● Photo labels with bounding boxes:
───

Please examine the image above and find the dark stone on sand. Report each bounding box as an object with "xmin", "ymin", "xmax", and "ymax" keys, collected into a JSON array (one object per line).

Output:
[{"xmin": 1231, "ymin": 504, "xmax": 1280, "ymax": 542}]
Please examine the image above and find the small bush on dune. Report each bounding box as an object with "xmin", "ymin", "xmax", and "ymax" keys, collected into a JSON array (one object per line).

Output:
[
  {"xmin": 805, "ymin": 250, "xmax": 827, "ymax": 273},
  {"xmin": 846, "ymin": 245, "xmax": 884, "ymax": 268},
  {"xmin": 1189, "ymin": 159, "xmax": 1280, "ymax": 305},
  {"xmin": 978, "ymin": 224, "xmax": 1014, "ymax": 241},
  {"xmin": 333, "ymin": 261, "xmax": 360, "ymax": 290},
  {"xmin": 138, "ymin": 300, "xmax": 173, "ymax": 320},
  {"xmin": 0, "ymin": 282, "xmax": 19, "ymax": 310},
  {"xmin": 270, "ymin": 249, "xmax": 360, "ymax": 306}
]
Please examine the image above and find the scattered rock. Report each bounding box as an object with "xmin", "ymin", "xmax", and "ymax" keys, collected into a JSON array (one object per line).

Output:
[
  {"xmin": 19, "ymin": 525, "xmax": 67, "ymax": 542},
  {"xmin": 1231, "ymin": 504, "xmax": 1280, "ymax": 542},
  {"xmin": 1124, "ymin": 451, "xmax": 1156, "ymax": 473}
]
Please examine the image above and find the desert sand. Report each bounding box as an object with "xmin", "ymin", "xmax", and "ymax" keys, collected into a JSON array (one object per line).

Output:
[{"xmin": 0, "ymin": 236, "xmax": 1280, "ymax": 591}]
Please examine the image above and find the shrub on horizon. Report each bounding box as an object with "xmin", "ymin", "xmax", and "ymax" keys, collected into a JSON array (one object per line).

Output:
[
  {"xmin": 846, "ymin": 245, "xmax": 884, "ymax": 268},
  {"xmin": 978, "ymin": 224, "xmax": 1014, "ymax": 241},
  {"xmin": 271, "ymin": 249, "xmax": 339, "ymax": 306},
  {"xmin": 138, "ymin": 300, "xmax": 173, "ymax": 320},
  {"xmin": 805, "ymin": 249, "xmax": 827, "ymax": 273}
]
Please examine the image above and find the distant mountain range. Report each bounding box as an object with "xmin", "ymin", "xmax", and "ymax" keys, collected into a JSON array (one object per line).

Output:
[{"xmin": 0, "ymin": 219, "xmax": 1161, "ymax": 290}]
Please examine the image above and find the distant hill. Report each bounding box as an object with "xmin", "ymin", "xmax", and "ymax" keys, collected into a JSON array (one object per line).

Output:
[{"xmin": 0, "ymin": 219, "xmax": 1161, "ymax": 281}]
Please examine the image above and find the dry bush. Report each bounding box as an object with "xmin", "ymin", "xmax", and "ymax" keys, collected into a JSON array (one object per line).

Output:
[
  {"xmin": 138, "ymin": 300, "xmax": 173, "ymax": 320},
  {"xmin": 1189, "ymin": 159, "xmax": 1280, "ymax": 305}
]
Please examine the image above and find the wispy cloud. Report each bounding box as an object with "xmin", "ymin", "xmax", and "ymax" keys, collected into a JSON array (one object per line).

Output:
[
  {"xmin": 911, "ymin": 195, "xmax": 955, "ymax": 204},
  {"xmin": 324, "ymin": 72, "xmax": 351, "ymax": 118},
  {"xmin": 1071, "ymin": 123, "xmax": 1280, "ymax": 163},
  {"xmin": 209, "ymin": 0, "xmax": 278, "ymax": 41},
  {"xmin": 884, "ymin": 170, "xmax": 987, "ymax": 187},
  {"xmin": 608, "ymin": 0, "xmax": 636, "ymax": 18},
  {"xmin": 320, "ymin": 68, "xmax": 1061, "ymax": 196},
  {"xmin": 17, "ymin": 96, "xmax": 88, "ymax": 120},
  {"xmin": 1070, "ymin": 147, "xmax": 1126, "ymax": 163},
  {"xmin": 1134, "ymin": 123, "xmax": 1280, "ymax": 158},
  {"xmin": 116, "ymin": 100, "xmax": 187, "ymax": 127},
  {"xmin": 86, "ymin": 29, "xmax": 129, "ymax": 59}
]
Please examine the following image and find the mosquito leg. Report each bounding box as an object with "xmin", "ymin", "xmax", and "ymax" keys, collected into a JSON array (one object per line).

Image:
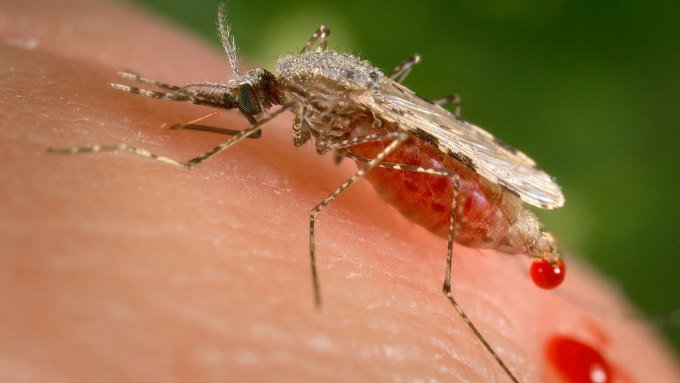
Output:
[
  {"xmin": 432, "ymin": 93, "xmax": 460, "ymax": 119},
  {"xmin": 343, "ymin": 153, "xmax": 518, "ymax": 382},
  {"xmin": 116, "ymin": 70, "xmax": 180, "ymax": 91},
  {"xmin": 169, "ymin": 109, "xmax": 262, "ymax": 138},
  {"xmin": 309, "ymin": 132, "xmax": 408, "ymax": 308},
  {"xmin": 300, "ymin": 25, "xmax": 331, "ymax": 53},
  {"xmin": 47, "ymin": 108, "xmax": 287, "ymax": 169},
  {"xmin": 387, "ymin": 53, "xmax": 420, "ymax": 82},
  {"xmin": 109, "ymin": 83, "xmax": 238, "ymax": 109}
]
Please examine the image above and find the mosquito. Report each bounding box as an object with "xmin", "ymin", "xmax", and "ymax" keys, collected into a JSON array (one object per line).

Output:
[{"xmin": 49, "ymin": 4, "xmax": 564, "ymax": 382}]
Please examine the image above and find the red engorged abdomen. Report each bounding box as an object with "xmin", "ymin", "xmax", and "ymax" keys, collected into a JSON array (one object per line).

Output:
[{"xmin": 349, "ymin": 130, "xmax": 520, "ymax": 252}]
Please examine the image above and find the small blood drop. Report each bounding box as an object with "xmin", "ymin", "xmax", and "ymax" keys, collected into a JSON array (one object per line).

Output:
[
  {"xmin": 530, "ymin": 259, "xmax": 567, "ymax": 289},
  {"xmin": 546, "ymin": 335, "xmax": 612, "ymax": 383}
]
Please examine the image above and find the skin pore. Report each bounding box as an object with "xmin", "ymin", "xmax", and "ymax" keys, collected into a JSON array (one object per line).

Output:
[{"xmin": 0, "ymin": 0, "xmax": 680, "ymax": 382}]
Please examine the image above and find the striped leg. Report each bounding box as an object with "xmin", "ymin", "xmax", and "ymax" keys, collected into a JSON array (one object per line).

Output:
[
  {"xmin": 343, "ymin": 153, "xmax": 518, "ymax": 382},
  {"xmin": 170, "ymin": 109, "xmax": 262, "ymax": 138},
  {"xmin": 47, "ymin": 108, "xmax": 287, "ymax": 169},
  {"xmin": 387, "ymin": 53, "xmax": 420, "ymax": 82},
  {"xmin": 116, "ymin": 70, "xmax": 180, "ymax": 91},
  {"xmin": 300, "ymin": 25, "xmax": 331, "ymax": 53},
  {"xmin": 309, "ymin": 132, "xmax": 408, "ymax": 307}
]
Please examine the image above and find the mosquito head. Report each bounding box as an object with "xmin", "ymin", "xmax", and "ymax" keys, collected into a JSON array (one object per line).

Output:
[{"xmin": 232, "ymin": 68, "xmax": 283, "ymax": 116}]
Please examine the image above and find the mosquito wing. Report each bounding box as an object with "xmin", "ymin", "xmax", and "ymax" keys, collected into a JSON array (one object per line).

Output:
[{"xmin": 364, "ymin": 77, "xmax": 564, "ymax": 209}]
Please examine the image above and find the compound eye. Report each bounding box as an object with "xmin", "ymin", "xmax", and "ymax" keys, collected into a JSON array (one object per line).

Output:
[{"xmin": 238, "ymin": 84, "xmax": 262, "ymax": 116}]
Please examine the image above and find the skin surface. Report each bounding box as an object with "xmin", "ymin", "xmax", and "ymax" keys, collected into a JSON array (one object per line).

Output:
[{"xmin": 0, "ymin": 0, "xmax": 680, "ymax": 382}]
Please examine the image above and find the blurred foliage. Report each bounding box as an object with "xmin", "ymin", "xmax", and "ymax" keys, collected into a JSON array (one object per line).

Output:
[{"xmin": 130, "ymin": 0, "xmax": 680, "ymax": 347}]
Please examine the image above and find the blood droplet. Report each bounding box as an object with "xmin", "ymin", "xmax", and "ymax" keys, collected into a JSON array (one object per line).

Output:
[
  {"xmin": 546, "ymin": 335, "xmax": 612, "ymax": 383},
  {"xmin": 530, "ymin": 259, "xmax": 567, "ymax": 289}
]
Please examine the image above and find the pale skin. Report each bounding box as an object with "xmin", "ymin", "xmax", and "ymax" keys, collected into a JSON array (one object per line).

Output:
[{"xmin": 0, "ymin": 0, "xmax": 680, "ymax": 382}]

───

Write out again every line from the one containing "Please examine the image above and find the pale" through the end of the listing, requests included, and shift each bounding-box coordinate in the answers up by 137.

● Result below:
Please examine the image above and find the pale skin. Report each bounding box as an object with "xmin", "ymin", "xmax", and "ymax" keys, collected into a JSON array (one object per line).

Output:
[{"xmin": 137, "ymin": 137, "xmax": 817, "ymax": 519}]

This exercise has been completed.